Riscrivi tutte le righe seguenti come elenco numerato, per favore, senza le righe vuote.

DATI DI LAVORO –
☆ ☆ ☆

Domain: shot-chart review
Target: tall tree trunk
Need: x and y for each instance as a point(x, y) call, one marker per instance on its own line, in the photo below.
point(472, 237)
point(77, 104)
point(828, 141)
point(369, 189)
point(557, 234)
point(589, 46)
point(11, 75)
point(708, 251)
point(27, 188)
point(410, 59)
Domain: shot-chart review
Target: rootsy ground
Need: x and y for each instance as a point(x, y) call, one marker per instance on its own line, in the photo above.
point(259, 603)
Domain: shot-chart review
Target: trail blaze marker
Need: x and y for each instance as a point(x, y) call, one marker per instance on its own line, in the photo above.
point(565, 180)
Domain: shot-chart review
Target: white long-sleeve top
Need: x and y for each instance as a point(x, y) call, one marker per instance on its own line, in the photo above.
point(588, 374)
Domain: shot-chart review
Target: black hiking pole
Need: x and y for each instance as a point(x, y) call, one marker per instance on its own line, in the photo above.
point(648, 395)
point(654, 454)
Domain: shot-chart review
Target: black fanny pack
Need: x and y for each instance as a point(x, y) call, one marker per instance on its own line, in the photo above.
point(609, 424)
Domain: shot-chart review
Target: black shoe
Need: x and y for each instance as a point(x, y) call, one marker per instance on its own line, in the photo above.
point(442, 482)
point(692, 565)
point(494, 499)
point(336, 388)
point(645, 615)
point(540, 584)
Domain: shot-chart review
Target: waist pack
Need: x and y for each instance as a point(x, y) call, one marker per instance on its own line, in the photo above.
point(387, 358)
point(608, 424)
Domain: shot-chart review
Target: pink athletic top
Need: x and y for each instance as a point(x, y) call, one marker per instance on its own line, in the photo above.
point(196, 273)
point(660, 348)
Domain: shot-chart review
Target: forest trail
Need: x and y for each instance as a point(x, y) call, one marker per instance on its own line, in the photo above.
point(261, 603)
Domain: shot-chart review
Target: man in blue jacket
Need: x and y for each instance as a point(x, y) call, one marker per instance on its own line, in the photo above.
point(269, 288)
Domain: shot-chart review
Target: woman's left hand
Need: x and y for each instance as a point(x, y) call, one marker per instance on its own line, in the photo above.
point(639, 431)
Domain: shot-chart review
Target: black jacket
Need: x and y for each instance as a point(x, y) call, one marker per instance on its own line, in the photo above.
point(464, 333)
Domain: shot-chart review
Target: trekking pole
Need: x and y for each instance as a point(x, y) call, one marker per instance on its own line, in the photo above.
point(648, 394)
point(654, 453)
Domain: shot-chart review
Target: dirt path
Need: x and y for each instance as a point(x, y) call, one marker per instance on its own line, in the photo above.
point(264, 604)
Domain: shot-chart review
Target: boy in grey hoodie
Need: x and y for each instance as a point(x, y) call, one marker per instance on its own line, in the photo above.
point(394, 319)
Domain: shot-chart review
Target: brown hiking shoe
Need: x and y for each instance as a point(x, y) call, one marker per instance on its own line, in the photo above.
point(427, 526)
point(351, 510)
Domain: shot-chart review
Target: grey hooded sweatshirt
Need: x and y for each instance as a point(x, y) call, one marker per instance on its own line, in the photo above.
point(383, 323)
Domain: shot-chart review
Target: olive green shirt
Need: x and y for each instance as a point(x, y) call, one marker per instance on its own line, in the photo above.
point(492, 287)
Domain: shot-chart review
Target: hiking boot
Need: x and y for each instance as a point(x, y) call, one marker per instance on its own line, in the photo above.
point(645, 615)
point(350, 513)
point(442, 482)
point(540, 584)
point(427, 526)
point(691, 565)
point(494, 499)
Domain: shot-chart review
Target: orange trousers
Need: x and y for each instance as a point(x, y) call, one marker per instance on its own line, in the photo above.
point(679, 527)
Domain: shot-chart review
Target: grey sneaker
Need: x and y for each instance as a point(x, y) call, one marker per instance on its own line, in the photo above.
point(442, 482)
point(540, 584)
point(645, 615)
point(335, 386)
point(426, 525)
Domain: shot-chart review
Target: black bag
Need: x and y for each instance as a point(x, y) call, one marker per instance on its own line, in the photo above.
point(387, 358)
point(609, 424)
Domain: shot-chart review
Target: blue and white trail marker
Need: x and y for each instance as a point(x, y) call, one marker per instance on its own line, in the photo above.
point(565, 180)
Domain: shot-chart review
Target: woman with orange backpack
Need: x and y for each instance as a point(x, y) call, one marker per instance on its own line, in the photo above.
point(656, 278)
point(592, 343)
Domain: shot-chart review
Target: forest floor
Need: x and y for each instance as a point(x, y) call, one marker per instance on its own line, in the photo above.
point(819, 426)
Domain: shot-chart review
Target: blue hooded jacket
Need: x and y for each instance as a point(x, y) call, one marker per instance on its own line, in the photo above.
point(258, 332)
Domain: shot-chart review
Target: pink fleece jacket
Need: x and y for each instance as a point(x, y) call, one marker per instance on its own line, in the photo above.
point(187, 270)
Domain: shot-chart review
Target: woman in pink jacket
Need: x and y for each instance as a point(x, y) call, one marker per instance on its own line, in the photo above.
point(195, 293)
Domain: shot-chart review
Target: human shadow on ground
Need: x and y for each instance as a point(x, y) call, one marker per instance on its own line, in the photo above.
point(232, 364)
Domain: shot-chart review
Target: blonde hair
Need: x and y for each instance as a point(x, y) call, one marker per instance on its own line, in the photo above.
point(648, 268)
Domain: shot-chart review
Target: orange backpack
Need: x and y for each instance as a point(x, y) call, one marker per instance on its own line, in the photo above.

☆ ☆ ☆

RISULTATO –
1. Domain: shot-chart review
2. Target: tall tree trunk
3. Need: x and y for each instance as a point(x, y) call, one marker per instance on its own line, in the photo below.
4. point(472, 237)
5. point(77, 104)
6. point(828, 141)
7. point(369, 189)
8. point(557, 234)
9. point(589, 46)
10. point(11, 75)
11. point(708, 251)
12. point(27, 188)
13. point(410, 59)
14. Domain: shot-chart review
15. Target: rootsy ground
16. Need: x and y for each instance as a point(x, y) call, one marker per instance on its own line, in the photo above.
17. point(259, 603)
18. Domain: shot-chart review
19. Target: trail blaze marker
20. Need: x and y for each instance as a point(x, y) call, one marker per instance on its own line, in the photo above.
21. point(565, 180)
22. Domain: shot-chart review
23. Target: white long-sleeve top
24. Need: x and y for each instance as a point(x, y) call, one marker per instance on its own line, in the photo above.
25. point(588, 374)
26. Domain: shot-chart review
27. Target: black hiking pole
28. Need: x and y for each instance as a point(x, y) call, one marker per instance on its own line, in the photo above.
29. point(648, 395)
30. point(654, 454)
31. Domain: shot-chart review
32. Target: black fanny pack
33. Need: x and y for each instance as a point(x, y) call, one marker per instance on its own line, in the photo above.
34. point(609, 424)
35. Domain: shot-chart review
36. Target: black shoe
37. Need: x and y for each instance as a point(x, y) call, one marker per instance on its own line, in the photo above.
38. point(442, 482)
39. point(692, 565)
40. point(494, 499)
41. point(336, 388)
42. point(645, 615)
43. point(540, 584)
44. Domain: shot-chart review
45. Target: waist pack
46. Need: x and y for each instance as a point(x, y) call, one marker per instance on its own line, in the photo above.
47. point(387, 358)
48. point(608, 424)
49. Domain: shot-chart review
50. Target: pink athletic top
51. Need: x and y for each instance as a point(x, y) call, one marker per instance on its own line, in the photo above.
52. point(196, 273)
53. point(660, 348)
54. Domain: shot-chart review
55. Target: forest trail
56. Need: x and y for each instance as a point(x, y) call, one marker per instance on its own line, in the photo above.
57. point(261, 603)
58. Domain: shot-chart review
59. Target: man in blue jacket
60. Need: x and y for each instance as a point(x, y) call, one marker per instance on its own line, in the photo above.
61. point(269, 288)
62. Domain: shot-chart review
63. Target: woman's left hand
64. Need: x and y for each instance as a point(x, y) call, one marker per instance on its own line, in the photo above.
65. point(639, 431)
66. Domain: shot-chart review
67. Target: black jacket
68. Need: x and y for each instance as a point(x, y) call, one marker per instance on its own line, in the photo above.
69. point(464, 333)
70. Domain: shot-chart review
71. Target: trekking pole
72. Need: x and y for each instance as a point(x, y) call, one marker per instance on its own line, in the photo above.
73. point(648, 394)
74. point(654, 453)
75. Domain: shot-chart review
76. Target: dirt path
77. Need: x and y for each instance as a point(x, y) call, one marker per instance on its own line, in the photo above.
78. point(264, 604)
79. Domain: shot-chart review
80. Target: boy in grey hoodie
81. Need: x and y for each instance as a point(x, y) call, one marker per instance on its own line, in the photo above.
82. point(394, 319)
83. Domain: shot-chart review
84. Target: brown hiking shoe
85. Need: x and y for each instance as a point(x, y) call, one marker per instance on its own line, in the photo above.
86. point(427, 526)
87. point(351, 510)
88. Domain: shot-chart review
89. Target: grey hooded sweatshirt
90. Need: x and y for each instance as a point(x, y) call, one marker per instance on its own line, in the photo above.
91. point(383, 323)
92. Domain: shot-chart review
93. Target: olive green shirt
94. Need: x and y for each instance as a point(x, y) call, one marker per instance on its own line, in the photo above.
95. point(492, 287)
96. Domain: shot-chart review
97. Target: hiking boot
98. Need: x and y for each instance as a point(x, y) call, one marker per instance on its own line, in the photo above.
99. point(645, 615)
100. point(350, 513)
101. point(442, 482)
102. point(540, 584)
103. point(427, 526)
104. point(691, 565)
105. point(494, 499)
106. Domain: shot-chart review
107. Target: orange trousers
108. Need: x and y for each instance as a point(x, y) call, one marker per instance on its own line, in the photo above.
109. point(679, 527)
110. Domain: shot-chart review
111. Target: grey sneaker
112. Need: x and y for each instance as a point(x, y) call, one marker per instance on its own line, in the photo above.
113. point(442, 482)
114. point(540, 584)
115. point(645, 615)
116. point(335, 386)
117. point(426, 525)
118. Domain: shot-chart review
119. Target: black bag
120. Need: x and y for each instance as a point(x, y) call, one marker per instance on its own line, in the photo above.
121. point(387, 358)
122. point(609, 424)
123. Domain: shot-chart review
124. Target: blue and white trail marker
125. Need: x and y for each instance as a point(x, y) call, one marker per instance on its own line, in the photo above.
126. point(565, 180)
127. Domain: shot-chart review
128. Target: woman with orange backpack
129. Need: x and y for each instance as a point(x, y) call, one marker per instance on its own line, in the photo above.
130. point(656, 278)
131. point(592, 343)
132. Domain: shot-chart review
133. Target: forest floor
134. Need: x and y for each instance as a point(x, y) call, one marker per instance on its own line, in the photo above.
135. point(819, 426)
136. Domain: shot-chart review
137. Target: blue hooded jacket
138. Need: x and y for each instance as a point(x, y) call, one marker per instance on its own line, in the photo above.
139. point(258, 332)
140. Domain: shot-chart review
141. Target: pink fleece jacket
142. Need: x and y for each instance as a point(x, y) call, one marker per instance on its own line, in the photo above.
143. point(187, 270)
144. Domain: shot-chart review
145. Target: woman in pink jacket
146. Need: x and y for each instance as a point(x, y) call, one marker per instance on its own line, in the photo above.
147. point(195, 293)
148. Domain: shot-chart review
149. Target: human shadow on ground
150. Need: x and y for each instance as a point(x, y) call, one marker per instance on its own line, in the photo above.
151. point(232, 364)
152. Domain: shot-chart review
153. Target: blonde hair
154. Need: x and y for each instance as a point(x, y) call, one marker per instance on its own line, in the photo above.
155. point(648, 268)
156. Domain: shot-chart review
157. Target: orange backpack
158. Need: x and y for each instance as a point(x, y) call, one marker per instance on its own line, in the photo above.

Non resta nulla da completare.